- [EXERCISE PROMPT]: For this exercise, copy each line of the records that contains the word "response".

- [GIVEN RECORDS]:

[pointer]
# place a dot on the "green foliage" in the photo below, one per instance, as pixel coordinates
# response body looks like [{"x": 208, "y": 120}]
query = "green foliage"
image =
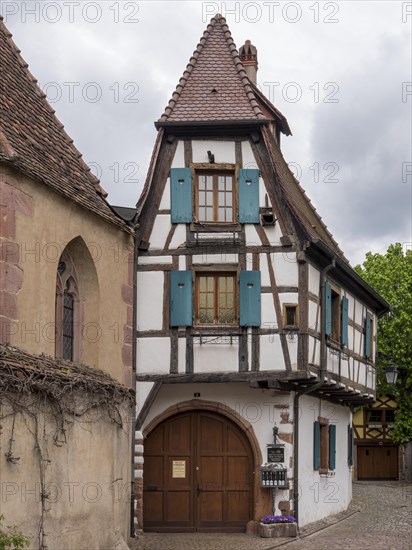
[
  {"x": 11, "y": 538},
  {"x": 391, "y": 275}
]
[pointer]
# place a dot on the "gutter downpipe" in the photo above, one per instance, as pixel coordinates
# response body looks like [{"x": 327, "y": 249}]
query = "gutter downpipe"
[
  {"x": 134, "y": 370},
  {"x": 323, "y": 359}
]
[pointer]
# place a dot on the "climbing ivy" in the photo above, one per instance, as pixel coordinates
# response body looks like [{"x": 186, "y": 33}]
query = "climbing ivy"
[{"x": 11, "y": 538}]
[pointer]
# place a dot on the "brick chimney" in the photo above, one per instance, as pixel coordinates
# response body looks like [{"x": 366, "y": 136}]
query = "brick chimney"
[{"x": 248, "y": 57}]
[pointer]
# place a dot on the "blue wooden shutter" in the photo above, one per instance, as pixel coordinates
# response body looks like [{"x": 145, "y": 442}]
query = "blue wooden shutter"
[
  {"x": 328, "y": 309},
  {"x": 332, "y": 446},
  {"x": 181, "y": 194},
  {"x": 351, "y": 446},
  {"x": 367, "y": 345},
  {"x": 344, "y": 322},
  {"x": 250, "y": 298},
  {"x": 180, "y": 298},
  {"x": 248, "y": 183},
  {"x": 316, "y": 445}
]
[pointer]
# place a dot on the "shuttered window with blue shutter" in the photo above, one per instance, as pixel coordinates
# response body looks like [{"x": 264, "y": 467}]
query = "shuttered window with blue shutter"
[
  {"x": 367, "y": 346},
  {"x": 328, "y": 309},
  {"x": 344, "y": 337},
  {"x": 180, "y": 298},
  {"x": 248, "y": 184},
  {"x": 181, "y": 195},
  {"x": 250, "y": 302},
  {"x": 316, "y": 445},
  {"x": 332, "y": 447}
]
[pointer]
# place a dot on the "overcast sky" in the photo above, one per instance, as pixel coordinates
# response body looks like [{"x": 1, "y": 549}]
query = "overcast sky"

- [FINAL ANSWER]:
# response body looks like [{"x": 208, "y": 120}]
# response body looks like [{"x": 327, "y": 249}]
# response body looks like [{"x": 186, "y": 33}]
# response body looks like [{"x": 366, "y": 136}]
# response body looks like [{"x": 145, "y": 442}]
# response body looks like [{"x": 264, "y": 467}]
# response body looks like [{"x": 1, "y": 549}]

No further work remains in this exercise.